◆ WRITTEN PROBLEM: Output every nonblank line of the material, from the line containing "In the photo above, where can the man's arm" through the last line, both ends included, as a Markdown table with the columns Row and Material Line.

--- Begin DATASET ROWS ---

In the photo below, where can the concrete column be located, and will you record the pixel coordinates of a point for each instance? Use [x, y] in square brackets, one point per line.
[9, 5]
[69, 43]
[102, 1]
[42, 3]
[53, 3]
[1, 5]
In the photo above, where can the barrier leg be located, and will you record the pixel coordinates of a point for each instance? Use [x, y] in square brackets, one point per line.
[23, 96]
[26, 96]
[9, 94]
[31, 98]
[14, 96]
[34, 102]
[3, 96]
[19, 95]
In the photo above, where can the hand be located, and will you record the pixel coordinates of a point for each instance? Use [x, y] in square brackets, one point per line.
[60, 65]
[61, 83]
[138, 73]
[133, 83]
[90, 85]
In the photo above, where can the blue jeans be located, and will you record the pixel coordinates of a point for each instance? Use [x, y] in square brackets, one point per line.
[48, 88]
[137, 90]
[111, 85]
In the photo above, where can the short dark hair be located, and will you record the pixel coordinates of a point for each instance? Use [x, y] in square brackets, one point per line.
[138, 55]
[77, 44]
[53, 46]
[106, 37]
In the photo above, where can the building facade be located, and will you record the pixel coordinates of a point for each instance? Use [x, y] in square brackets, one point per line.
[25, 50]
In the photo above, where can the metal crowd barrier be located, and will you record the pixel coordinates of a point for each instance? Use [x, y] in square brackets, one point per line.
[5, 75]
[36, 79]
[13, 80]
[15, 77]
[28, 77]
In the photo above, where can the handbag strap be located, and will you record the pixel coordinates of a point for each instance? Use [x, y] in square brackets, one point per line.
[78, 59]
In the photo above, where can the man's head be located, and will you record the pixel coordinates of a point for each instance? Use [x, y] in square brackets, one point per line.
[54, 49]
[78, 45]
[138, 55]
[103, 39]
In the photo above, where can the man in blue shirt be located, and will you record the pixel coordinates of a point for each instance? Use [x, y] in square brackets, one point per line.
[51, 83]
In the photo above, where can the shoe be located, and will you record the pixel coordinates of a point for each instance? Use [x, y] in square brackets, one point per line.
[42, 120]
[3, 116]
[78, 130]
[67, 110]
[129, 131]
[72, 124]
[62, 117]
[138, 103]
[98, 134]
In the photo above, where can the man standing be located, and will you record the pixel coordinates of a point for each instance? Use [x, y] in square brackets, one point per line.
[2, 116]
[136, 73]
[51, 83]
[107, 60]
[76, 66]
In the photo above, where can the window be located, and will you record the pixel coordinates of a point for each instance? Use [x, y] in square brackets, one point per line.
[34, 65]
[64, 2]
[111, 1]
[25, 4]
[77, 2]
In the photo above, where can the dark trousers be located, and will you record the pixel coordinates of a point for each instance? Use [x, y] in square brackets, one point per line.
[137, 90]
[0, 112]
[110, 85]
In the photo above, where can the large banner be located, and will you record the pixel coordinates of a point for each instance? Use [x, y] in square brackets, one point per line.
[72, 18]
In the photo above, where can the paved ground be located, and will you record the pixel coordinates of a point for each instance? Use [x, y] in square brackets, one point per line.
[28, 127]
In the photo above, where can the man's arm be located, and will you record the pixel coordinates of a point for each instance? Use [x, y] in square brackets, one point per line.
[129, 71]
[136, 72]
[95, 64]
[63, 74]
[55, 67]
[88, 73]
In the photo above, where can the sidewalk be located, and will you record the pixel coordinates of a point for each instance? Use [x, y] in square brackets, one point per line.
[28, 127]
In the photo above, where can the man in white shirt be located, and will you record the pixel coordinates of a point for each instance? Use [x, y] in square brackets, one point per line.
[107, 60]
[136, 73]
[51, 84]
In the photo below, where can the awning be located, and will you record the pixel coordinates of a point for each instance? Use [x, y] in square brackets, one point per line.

--- End DATASET ROWS ---

◆ EXERCISE RESPONSE:
| Row | Material Line |
|---|---|
| 1 | In the photo above, where can the man's arm be located, and will you record the pixel coordinates of a point for each instance? Use [x, y] in square brackets, one point per line. |
| 2 | [129, 71] |
| 3 | [136, 72] |
| 4 | [95, 64] |
| 5 | [63, 74] |
| 6 | [55, 67] |
| 7 | [88, 73] |
| 8 | In the photo above, where can the sidewalk be located, and will you record the pixel coordinates of a point for each instance? Use [x, y] in square brackets, one point per line. |
| 9 | [28, 127] |
| 10 | In the photo above, where can the man in white shirt be located, and will you record the pixel coordinates of a point for each instance? Use [x, y] in square brackets, one point per line. |
| 11 | [107, 60] |
| 12 | [136, 73] |
| 13 | [51, 84] |
| 14 | In the photo below, where can the awning be located, and will you record the pixel coordinates of a point for each instance? Use [x, y] in square brackets, one point per line. |